▸ Set exercise: Please move the entries below into your reply, beginning at the line that has "Every hairy leaf—mark it." and stopping after the line that has "[989,425,1089,685]", and copy every line in that span while adding 120 to each bounding-box coordinate.

▸ Provided material:
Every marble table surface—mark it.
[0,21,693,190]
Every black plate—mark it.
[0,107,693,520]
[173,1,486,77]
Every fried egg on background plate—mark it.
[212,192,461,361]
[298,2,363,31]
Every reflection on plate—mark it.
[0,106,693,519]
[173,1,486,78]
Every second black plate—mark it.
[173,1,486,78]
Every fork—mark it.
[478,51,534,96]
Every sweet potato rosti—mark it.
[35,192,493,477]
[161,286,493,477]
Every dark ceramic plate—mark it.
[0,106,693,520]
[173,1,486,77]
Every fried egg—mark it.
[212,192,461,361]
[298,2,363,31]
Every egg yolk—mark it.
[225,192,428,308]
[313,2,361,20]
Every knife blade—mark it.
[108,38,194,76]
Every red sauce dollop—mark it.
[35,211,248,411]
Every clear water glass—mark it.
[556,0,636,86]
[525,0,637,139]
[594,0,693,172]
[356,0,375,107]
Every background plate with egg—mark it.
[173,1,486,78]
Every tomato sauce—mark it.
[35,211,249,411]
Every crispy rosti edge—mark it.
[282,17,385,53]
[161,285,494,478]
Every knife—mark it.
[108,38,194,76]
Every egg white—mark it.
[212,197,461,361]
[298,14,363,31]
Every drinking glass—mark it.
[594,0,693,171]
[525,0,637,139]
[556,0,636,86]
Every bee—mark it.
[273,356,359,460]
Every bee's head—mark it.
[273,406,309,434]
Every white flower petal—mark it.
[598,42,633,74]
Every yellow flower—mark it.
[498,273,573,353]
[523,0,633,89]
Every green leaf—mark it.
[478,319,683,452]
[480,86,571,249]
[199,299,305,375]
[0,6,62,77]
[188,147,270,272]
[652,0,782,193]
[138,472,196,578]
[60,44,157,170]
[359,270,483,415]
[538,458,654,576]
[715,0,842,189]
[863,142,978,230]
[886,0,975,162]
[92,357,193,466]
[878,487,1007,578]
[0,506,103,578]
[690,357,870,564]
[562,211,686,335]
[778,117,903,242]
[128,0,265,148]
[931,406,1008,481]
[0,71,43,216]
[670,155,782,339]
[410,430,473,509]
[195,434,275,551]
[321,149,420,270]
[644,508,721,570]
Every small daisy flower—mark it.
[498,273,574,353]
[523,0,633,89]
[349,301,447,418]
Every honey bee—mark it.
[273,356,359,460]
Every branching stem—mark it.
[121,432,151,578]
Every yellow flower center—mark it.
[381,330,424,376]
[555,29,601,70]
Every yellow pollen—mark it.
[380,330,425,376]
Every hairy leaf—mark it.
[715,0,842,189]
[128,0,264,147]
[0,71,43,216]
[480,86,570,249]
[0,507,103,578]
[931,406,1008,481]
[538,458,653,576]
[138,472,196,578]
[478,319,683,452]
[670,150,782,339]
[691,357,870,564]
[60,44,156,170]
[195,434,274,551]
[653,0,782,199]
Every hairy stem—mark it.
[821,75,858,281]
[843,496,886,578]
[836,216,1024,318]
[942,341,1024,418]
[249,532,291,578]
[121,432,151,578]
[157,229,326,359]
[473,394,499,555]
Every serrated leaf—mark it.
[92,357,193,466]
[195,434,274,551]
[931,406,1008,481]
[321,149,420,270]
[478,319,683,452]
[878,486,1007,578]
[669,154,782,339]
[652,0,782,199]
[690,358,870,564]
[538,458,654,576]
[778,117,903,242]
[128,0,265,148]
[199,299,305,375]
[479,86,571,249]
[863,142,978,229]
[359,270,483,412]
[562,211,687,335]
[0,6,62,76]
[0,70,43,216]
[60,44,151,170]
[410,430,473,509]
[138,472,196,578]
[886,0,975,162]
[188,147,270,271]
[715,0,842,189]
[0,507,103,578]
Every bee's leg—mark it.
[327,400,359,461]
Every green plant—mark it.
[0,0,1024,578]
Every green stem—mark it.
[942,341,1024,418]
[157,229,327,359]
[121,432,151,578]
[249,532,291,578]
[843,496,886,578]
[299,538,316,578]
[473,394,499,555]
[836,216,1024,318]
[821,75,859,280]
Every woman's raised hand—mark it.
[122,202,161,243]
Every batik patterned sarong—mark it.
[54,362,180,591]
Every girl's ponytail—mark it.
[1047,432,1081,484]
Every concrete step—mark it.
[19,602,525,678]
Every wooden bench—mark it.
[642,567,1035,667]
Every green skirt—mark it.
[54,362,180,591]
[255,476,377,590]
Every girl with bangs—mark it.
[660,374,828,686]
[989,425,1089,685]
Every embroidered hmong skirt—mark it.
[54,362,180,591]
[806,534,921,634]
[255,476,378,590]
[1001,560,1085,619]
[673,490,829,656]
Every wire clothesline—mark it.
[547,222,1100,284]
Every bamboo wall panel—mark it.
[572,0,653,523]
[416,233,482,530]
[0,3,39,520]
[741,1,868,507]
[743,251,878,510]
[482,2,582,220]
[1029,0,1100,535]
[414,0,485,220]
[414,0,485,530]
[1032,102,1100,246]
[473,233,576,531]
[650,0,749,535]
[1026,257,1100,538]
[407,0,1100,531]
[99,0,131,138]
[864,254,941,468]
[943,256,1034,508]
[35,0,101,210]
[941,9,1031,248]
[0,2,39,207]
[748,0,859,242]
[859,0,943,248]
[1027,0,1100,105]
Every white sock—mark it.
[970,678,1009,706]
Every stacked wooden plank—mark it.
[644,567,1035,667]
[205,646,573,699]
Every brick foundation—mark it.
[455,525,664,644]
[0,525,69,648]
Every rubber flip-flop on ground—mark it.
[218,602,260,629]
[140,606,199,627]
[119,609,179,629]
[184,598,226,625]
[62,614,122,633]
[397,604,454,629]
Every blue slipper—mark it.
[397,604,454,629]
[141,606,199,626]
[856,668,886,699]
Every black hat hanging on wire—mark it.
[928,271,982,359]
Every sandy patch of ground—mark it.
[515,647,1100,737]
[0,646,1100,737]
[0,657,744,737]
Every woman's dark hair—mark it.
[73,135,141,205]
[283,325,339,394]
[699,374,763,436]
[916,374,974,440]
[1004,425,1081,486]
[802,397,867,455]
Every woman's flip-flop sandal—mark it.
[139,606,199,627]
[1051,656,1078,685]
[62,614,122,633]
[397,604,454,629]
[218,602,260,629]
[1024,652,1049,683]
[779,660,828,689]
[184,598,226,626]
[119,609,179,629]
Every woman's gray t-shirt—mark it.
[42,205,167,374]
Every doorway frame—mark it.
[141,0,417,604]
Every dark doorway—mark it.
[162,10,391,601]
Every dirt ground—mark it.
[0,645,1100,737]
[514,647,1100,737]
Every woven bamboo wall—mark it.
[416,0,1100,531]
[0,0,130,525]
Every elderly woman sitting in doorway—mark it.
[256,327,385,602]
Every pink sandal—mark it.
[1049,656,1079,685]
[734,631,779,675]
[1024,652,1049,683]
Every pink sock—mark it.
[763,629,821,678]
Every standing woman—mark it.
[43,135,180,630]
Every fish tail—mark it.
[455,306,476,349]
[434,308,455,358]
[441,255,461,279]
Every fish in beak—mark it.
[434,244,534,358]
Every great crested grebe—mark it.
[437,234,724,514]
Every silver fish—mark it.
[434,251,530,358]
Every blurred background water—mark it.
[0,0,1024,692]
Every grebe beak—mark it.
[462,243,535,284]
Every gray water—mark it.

▸ Answer to this task:
Every hairy leaf—mark it.
[835,120,962,309]
[248,120,384,267]
[120,191,163,336]
[600,206,690,369]
[120,627,223,698]
[1051,526,1128,601]
[658,578,773,696]
[258,592,316,698]
[598,439,803,572]
[790,270,902,459]
[811,477,990,684]
[180,164,276,290]
[315,554,394,671]
[773,120,902,319]
Every hairy stem—mark it.
[941,195,978,401]
[963,616,1006,698]
[956,336,1144,438]
[1062,461,1144,538]
[369,652,411,698]
[241,552,271,698]
[277,349,446,479]
[593,514,619,675]
Every serrated leaf—mark it.
[212,477,313,586]
[315,554,394,671]
[1051,526,1128,601]
[441,269,540,390]
[598,439,803,572]
[998,606,1127,698]
[789,274,902,459]
[772,120,902,319]
[810,478,990,684]
[658,578,774,696]
[898,237,1023,362]
[248,120,385,268]
[319,419,425,495]
[599,206,691,369]
[983,262,1098,349]
[479,390,603,532]
[682,331,807,455]
[120,126,182,196]
[120,190,163,336]
[180,164,271,290]
[530,550,593,629]
[258,592,316,698]
[1006,120,1095,282]
[308,267,390,391]
[835,120,962,309]
[120,627,223,698]
Every bee's leg—mark it.
[447,520,479,581]
Every green plant—mark it.
[120,120,1144,698]
Every green stem—mark it.
[1062,461,1144,538]
[277,349,447,479]
[241,552,271,698]
[369,652,411,698]
[963,616,1006,698]
[419,658,436,698]
[593,514,619,675]
[956,336,1144,438]
[941,195,979,400]
Every woman's raised hand—mark it.
[242,322,281,363]
Every batik patterned sarong—mark it.
[174,482,300,711]
Every girl's ponytail—mark it.
[1167,552,1201,604]
Every concrete step—mark it.
[139,722,645,798]
Every wooden bench—mark it.
[762,687,1155,787]
Every green skirt—mark it.
[174,482,300,711]
[375,596,497,710]
Every girl with bangs—mark it.
[780,494,948,806]
[1109,545,1209,805]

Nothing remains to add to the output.